===== Data listing

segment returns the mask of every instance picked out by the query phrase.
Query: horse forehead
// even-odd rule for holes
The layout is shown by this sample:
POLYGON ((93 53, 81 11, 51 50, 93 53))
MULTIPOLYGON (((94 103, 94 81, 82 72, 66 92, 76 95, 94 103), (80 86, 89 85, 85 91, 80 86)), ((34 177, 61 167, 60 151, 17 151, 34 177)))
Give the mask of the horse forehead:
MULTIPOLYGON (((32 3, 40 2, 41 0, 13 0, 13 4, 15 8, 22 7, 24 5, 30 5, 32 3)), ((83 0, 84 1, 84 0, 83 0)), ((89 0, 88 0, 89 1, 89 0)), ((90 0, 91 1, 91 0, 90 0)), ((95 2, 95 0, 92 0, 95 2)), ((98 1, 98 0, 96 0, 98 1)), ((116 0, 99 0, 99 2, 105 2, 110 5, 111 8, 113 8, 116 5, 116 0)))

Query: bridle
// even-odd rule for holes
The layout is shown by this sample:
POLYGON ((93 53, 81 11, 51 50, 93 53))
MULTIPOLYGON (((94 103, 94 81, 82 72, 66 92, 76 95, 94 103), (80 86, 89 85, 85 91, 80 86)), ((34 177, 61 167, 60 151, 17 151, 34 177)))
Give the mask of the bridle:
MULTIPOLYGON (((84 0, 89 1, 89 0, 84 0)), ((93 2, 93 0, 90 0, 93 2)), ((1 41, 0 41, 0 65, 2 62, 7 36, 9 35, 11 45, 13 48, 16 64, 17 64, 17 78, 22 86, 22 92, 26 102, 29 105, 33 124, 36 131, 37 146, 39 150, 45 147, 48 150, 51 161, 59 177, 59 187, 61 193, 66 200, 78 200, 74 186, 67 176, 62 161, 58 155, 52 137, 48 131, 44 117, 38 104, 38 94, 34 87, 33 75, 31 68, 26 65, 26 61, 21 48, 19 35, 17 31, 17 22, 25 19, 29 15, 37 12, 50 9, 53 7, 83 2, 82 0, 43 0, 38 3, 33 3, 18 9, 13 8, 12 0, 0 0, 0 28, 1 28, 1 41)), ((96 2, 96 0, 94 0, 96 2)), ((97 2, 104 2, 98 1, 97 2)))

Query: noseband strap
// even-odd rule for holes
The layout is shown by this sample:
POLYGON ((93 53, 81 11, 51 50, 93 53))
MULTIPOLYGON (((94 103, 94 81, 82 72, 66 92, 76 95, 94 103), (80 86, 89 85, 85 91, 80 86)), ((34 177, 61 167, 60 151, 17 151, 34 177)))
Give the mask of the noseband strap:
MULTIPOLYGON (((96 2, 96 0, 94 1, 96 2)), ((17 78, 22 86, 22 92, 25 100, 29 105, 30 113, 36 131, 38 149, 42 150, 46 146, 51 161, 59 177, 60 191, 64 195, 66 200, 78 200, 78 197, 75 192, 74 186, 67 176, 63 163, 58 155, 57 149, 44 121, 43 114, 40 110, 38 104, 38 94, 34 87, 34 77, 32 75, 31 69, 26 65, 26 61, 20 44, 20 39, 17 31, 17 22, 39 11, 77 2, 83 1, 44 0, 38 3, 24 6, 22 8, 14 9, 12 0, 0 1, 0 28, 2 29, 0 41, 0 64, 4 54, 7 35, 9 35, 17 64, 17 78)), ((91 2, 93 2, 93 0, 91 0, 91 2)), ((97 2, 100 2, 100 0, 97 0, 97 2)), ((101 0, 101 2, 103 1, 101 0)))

==========

• Task requirements
Can you reproduce every one of the records above verbatim, line for line?

• Full answer
segment returns the mask of every instance picked out by the query phrase.
Query: horse forehead
// even-odd rule for holes
The layout is shown by this sample:
POLYGON ((93 53, 81 11, 51 50, 93 53))
MULTIPOLYGON (((94 103, 94 81, 82 72, 66 92, 76 95, 94 103), (80 86, 89 85, 85 91, 80 86)), ((34 177, 61 167, 60 151, 17 151, 34 177)))
Give the mask of the horse forehead:
MULTIPOLYGON (((32 3, 40 2, 41 0, 13 0, 13 4, 15 8, 22 7, 24 5, 30 5, 32 3)), ((83 0, 84 1, 84 0, 83 0)), ((89 0, 88 0, 89 1, 89 0)), ((90 0, 91 1, 91 0, 90 0)), ((95 2, 95 0, 92 0, 95 2)), ((98 1, 98 0, 96 0, 98 1)), ((116 0, 99 0, 99 2, 105 2, 110 5, 111 8, 113 8, 116 5, 116 0)))

Query: bridle
// even-odd rule for holes
The layout is shown by this sample:
POLYGON ((93 53, 81 11, 51 50, 93 53))
MULTIPOLYGON (((94 103, 94 81, 82 72, 66 92, 76 95, 94 103), (80 86, 89 85, 85 91, 80 86)), ((34 177, 61 167, 60 151, 17 151, 34 177)))
Give the mask of the bridle:
MULTIPOLYGON (((84 0, 89 1, 89 0, 84 0)), ((93 2, 93 0, 90 0, 93 2)), ((1 41, 0 41, 0 65, 2 62, 7 36, 9 35, 11 45, 13 48, 16 64, 17 64, 17 78, 22 86, 22 92, 26 102, 29 105, 33 124, 36 131, 37 146, 39 150, 45 147, 48 150, 51 161, 59 177, 59 187, 61 193, 66 200, 78 200, 74 186, 67 176, 62 161, 58 155, 52 137, 48 131, 44 117, 38 104, 38 94, 34 87, 33 75, 31 68, 26 65, 26 61, 21 48, 19 35, 17 31, 17 22, 25 19, 29 15, 37 12, 50 9, 53 7, 83 2, 82 0, 43 0, 38 3, 33 3, 18 9, 13 8, 12 0, 0 0, 0 28, 1 28, 1 41)), ((96 2, 96 0, 94 0, 96 2)), ((97 2, 104 2, 98 1, 97 2)))

Query: noseband strap
// even-odd rule for holes
The layout is shown by this sample:
POLYGON ((93 53, 81 11, 51 50, 93 53))
MULTIPOLYGON (((94 103, 94 81, 82 72, 66 92, 76 95, 94 103), (80 86, 89 85, 85 91, 80 86)), ((34 177, 61 167, 60 151, 17 151, 34 177)))
Give the mask of the noseband strap:
MULTIPOLYGON (((96 2, 96 0, 94 1, 96 2)), ((17 78, 22 86, 22 92, 25 100, 29 105, 30 113, 36 131, 38 149, 42 150, 46 146, 51 161, 59 177, 60 191, 64 195, 66 200, 78 200, 78 197, 75 192, 74 186, 67 176, 63 163, 58 155, 57 149, 44 121, 43 114, 40 110, 38 104, 38 94, 34 87, 34 77, 32 75, 31 69, 26 65, 26 61, 20 44, 20 39, 17 31, 17 22, 39 11, 77 2, 83 1, 44 0, 38 3, 24 6, 22 8, 14 9, 12 0, 0 1, 0 28, 2 29, 0 41, 0 64, 4 54, 7 35, 9 35, 17 64, 17 78)), ((91 2, 93 2, 93 0, 91 0, 91 2)), ((97 2, 100 2, 100 0, 97 0, 97 2)), ((101 0, 101 2, 103 1, 101 0)))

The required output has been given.